◆ **EXCERPT**:
There are several problems with optimal use of asynchronous messaging solutions (Java Message Service (JMS) providers, native IBM WebSphere MQ (WMQ), and similar) to access applications through the request-response pattern. (Java and all Java-based trademarks and logos are trademarks or registered trademarks of Oracle and/or its affiliates; IBM and WebSphere are trademarks of International Business Machines Corporation, registered in many jurisdictions worldwide.)
In spite of these problems, the asynchronous messaging model embodied in APIs such as the MQI and JMS remains popular and it would be highly desirable to provide an implementation where this style of coding actually works. There are a variety of reasons for this, including: the asynchronous model (put/send a message, get/receive a message) is particularly simple and intuitive; in an application, or suite of applications, that already uses asynchronous messaging, it can be beneficial to use the same APIs, programming skills, and so on for request-response; and if an installation is already using a messaging provider such as Websphere MQ, then using the same provider for request-response allows uniform management (resource allocation, security management, and so on).
Embodiments disclosed herein include a method for facilitating communication between a client application and a server application. One such method includes the client application initiating an asynchronous communication with the server application by sending a request via a communication manager. The method also includes the communication manager sending said request synchronously to the server application. The method also includes, in response to the communication manager not having received a final response from the server application, the communication manager responding to the client application that said sending the request was unsuccessful. The method also includes, in response to the communication manager having received a final response from the server application, the communication manager retaining the response from the server application and responding to the client application that the sending a request was successful The method also includes the client application requesting a final response from the communication manager and the communication manager providing the previously retained response.

◆ **RECORDED DATA**:
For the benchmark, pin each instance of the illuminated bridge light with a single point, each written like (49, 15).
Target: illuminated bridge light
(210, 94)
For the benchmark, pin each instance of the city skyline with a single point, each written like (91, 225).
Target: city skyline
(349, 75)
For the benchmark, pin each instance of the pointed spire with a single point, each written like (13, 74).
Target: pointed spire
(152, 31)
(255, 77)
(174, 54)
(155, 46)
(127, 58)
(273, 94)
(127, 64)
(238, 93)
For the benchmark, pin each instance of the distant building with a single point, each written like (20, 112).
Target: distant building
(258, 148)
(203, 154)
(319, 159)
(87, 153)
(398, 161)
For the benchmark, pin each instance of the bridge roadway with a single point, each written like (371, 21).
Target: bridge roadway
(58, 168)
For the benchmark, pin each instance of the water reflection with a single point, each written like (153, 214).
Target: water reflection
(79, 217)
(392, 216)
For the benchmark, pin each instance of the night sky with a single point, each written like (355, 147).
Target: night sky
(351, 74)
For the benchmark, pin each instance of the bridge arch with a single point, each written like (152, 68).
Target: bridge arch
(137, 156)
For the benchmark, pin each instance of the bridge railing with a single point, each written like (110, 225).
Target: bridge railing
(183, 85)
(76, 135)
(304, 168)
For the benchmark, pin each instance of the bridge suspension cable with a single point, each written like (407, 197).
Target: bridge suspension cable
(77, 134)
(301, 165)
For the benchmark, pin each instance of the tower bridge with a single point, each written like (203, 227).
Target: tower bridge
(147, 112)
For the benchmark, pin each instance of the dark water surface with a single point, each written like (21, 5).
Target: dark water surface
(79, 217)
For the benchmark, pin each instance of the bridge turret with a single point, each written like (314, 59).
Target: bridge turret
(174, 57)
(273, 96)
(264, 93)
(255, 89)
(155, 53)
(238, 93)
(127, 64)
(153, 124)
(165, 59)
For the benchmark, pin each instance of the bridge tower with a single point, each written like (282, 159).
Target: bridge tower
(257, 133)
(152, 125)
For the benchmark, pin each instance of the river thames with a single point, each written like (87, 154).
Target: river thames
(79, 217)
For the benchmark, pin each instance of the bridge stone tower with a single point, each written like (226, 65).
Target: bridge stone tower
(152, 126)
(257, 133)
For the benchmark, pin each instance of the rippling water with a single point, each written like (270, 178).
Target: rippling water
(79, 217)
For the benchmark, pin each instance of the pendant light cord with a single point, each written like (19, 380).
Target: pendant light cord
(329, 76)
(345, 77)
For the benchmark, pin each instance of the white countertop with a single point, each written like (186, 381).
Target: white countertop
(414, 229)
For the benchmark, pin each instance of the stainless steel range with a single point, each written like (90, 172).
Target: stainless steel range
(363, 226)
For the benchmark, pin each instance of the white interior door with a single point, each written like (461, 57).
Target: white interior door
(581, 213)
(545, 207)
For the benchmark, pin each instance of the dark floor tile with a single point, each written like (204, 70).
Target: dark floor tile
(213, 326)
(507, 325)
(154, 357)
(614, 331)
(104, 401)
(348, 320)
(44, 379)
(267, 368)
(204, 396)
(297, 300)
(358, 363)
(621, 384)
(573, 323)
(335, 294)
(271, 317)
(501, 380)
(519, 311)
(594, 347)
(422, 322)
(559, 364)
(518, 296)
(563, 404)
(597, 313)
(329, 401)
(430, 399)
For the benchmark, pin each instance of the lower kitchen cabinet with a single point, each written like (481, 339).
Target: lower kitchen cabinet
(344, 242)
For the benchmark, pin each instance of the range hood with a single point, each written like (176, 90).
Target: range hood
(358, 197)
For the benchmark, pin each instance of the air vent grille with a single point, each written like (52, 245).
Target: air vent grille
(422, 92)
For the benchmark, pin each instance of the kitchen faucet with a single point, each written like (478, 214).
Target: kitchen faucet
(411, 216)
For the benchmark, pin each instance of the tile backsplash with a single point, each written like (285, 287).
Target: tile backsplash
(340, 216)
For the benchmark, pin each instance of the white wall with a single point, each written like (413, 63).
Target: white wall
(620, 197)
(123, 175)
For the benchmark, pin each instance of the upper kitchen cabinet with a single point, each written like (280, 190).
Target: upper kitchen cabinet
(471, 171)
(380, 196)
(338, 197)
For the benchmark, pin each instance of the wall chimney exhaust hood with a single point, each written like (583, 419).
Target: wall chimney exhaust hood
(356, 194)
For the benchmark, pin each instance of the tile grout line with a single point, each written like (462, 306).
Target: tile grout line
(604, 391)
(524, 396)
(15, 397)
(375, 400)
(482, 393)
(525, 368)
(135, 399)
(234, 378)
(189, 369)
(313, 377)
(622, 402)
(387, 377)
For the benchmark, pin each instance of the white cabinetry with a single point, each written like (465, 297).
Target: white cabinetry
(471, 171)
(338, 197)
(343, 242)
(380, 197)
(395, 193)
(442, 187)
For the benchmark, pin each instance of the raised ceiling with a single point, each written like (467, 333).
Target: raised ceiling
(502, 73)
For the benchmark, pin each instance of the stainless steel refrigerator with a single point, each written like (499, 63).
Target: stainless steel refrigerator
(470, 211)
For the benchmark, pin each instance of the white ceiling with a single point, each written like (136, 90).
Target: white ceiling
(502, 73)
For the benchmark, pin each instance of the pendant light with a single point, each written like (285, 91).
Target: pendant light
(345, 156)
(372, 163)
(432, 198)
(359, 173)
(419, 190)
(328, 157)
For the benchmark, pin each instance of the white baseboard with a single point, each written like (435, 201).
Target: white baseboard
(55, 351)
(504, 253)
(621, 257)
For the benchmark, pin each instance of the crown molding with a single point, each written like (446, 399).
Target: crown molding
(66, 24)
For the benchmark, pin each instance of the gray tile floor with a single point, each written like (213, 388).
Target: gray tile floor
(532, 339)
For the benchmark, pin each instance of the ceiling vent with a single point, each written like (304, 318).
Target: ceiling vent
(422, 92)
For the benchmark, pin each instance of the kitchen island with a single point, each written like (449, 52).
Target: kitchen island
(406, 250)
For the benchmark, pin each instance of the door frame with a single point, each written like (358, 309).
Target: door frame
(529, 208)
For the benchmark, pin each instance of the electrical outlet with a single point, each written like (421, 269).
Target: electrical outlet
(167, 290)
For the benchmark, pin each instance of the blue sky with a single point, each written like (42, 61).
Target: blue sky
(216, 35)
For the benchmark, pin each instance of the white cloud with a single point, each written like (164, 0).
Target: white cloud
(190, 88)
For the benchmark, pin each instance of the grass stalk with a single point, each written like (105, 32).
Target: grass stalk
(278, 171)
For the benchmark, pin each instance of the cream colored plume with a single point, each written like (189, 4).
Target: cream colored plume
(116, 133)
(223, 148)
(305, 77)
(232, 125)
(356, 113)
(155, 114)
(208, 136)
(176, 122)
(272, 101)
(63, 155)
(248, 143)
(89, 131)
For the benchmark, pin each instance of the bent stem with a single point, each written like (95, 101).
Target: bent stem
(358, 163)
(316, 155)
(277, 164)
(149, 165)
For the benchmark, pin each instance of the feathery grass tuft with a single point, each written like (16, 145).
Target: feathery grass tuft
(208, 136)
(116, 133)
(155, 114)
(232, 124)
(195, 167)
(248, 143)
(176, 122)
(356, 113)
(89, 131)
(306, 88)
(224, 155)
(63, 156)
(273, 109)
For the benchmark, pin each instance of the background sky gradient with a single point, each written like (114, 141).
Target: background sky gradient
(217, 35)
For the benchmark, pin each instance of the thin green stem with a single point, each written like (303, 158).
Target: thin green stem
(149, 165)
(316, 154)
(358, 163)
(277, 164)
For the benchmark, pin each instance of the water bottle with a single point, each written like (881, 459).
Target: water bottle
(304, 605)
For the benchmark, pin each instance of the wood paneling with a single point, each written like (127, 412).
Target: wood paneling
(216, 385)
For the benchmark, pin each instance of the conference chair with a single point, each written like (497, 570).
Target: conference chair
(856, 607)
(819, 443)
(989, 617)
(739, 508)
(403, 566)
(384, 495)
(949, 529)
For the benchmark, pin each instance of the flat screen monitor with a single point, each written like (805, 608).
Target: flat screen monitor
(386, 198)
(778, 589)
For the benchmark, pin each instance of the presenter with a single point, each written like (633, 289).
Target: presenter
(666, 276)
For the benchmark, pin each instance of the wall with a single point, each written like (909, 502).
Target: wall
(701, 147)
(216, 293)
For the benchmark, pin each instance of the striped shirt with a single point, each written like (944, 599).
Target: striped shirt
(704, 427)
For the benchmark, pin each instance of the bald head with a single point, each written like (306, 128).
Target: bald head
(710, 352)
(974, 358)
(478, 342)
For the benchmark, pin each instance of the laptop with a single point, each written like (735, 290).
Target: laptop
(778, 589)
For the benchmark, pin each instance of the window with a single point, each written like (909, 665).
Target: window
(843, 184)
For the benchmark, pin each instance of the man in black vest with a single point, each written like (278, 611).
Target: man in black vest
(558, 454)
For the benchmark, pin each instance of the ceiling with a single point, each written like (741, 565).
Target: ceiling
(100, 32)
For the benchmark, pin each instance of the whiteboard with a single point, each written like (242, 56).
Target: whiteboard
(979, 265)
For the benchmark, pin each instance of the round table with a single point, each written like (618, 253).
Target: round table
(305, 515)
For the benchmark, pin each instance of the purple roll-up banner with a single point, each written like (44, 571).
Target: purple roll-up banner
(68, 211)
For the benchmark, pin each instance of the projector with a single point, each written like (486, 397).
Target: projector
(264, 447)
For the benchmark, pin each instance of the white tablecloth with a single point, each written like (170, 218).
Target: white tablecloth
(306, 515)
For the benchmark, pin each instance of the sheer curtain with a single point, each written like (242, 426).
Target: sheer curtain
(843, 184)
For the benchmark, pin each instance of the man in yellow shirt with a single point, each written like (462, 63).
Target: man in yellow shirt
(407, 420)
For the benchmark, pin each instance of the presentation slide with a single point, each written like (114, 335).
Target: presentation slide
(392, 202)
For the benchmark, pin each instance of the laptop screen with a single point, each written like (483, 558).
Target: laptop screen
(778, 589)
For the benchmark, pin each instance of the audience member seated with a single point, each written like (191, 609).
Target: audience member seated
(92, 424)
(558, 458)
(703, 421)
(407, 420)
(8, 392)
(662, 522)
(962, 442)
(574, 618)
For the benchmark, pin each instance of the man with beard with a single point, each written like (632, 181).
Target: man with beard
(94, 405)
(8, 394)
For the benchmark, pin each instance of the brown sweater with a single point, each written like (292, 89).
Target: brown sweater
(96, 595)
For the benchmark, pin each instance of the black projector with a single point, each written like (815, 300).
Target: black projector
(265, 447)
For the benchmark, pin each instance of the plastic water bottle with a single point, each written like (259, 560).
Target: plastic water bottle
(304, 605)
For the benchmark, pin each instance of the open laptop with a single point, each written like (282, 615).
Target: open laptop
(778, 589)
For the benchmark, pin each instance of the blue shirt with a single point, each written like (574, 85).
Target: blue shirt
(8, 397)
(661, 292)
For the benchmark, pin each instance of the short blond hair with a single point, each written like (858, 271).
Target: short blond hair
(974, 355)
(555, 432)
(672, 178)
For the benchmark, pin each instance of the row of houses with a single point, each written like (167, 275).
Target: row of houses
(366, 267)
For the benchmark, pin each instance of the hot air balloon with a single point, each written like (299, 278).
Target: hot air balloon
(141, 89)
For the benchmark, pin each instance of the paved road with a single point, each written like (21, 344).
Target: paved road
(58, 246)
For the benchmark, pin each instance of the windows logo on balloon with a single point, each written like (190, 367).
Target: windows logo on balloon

◆ **YOUR OBJECTIVE**:
List each reason the excerpt gives for why it would be desirable to make the asynchronous messaging model work for request-response.

◆ **SOLUTION FOR THIS TASK**:
- The asynchronous model (put/send a message, get/receive a message) is particularly simple and intuitive.
- An application, or suite of applications, that already uses asynchronous messaging can benefit from using the same APIs, programming skills, and so on for request-response.
- An installation that already uses a messaging provider such as Websphere MQ can use the same provider for request-response, which allows uniform management (resource allocation, security management, and so on).